TASK DIRECTIONS ▸
Reproduce the material from the line with "task: outline the metal railing" to the line with "65 L 11 133", replacing "metal railing" with "steel railing" throughout and changing nothing else.

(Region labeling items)
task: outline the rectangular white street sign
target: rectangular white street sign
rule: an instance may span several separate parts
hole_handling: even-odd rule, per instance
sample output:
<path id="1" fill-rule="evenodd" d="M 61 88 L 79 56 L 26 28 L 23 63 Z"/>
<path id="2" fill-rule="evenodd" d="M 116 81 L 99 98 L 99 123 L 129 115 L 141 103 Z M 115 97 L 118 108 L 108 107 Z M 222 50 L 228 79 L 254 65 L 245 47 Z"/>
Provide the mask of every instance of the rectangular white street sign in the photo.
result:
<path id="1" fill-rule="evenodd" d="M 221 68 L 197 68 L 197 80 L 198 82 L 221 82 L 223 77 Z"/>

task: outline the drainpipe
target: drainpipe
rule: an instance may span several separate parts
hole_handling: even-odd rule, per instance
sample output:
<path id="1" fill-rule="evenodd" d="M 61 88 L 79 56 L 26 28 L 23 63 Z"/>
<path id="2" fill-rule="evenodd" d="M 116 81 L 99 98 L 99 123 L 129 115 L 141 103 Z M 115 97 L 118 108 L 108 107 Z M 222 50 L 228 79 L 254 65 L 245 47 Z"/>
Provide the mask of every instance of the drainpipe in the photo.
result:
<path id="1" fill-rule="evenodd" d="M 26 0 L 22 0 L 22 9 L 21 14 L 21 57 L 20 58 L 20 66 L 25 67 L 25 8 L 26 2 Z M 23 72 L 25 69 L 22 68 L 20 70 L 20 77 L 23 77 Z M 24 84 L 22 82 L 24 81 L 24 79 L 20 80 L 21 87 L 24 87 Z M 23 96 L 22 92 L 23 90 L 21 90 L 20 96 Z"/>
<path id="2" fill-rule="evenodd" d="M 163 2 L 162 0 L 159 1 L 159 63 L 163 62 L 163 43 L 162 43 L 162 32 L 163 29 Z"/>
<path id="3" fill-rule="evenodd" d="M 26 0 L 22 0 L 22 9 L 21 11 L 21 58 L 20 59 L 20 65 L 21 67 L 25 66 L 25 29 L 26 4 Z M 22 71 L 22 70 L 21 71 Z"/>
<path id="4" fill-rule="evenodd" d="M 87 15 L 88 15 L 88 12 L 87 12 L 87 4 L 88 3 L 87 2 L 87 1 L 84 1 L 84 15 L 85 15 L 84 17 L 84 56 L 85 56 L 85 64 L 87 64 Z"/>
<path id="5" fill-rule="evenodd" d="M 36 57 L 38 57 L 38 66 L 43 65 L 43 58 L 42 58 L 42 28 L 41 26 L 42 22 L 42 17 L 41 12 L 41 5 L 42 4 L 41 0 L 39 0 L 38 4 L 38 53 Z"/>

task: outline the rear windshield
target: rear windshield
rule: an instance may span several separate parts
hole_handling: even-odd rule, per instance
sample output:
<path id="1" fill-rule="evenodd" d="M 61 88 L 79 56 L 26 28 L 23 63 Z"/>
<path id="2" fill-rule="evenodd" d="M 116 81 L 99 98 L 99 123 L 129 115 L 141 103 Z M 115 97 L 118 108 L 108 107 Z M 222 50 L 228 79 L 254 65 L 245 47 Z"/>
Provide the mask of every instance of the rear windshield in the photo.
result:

--

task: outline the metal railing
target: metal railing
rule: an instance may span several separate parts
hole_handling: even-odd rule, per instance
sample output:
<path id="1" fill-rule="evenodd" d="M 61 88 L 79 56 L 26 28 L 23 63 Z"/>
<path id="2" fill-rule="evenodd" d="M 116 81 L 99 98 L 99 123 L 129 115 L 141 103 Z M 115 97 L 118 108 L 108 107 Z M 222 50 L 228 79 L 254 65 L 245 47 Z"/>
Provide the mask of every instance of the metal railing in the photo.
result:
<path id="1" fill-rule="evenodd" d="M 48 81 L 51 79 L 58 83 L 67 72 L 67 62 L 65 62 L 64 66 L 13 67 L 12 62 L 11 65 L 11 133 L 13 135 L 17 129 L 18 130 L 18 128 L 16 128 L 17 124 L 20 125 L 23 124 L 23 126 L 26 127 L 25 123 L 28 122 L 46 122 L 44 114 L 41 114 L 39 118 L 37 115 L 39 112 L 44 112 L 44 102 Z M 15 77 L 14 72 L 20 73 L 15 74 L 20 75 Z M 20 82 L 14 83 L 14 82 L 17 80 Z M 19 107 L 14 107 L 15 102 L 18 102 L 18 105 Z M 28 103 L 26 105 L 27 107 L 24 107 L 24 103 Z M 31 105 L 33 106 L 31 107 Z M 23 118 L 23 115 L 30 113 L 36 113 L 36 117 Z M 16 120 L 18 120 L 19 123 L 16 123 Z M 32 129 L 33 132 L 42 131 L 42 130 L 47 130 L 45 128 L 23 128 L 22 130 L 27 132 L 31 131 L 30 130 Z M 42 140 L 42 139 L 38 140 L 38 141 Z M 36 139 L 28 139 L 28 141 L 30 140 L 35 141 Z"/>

RIGHT ANSWER ▸
task: outline the steel railing
target: steel railing
rule: an instance may span several separate parts
hole_handling: even-odd rule, per instance
sample output:
<path id="1" fill-rule="evenodd" d="M 61 88 L 79 56 L 26 28 L 23 63 Z"/>
<path id="2" fill-rule="evenodd" d="M 116 81 L 99 98 L 99 123 L 129 115 L 141 103 Z M 115 97 L 118 108 L 108 107 Z M 222 50 L 228 79 L 254 65 L 245 47 Z"/>
Provide the mask of every instance of the steel railing in the photo.
result:
<path id="1" fill-rule="evenodd" d="M 48 81 L 51 79 L 58 83 L 67 72 L 67 62 L 65 62 L 64 66 L 13 67 L 12 62 L 11 65 L 11 133 L 13 135 L 17 129 L 18 130 L 18 128 L 16 128 L 17 124 L 20 125 L 23 124 L 23 126 L 26 127 L 25 123 L 28 122 L 46 122 L 44 114 L 41 114 L 39 118 L 37 115 L 39 112 L 44 112 L 44 102 Z M 15 77 L 14 72 L 20 73 L 15 74 L 20 75 Z M 20 82 L 14 83 L 14 82 L 17 80 Z M 19 107 L 14 107 L 15 102 L 18 102 L 18 105 Z M 28 103 L 26 105 L 27 107 L 24 107 L 24 103 Z M 31 105 L 33 106 L 31 107 Z M 23 118 L 23 115 L 30 113 L 36 113 L 36 117 Z M 16 120 L 18 120 L 19 123 L 16 123 Z M 32 129 L 33 132 L 42 131 L 42 130 L 47 130 L 45 128 L 23 128 L 22 130 L 27 132 L 31 131 L 30 130 Z M 42 140 L 42 139 L 38 140 L 38 141 Z M 36 139 L 28 139 L 28 141 L 30 140 L 35 141 Z"/>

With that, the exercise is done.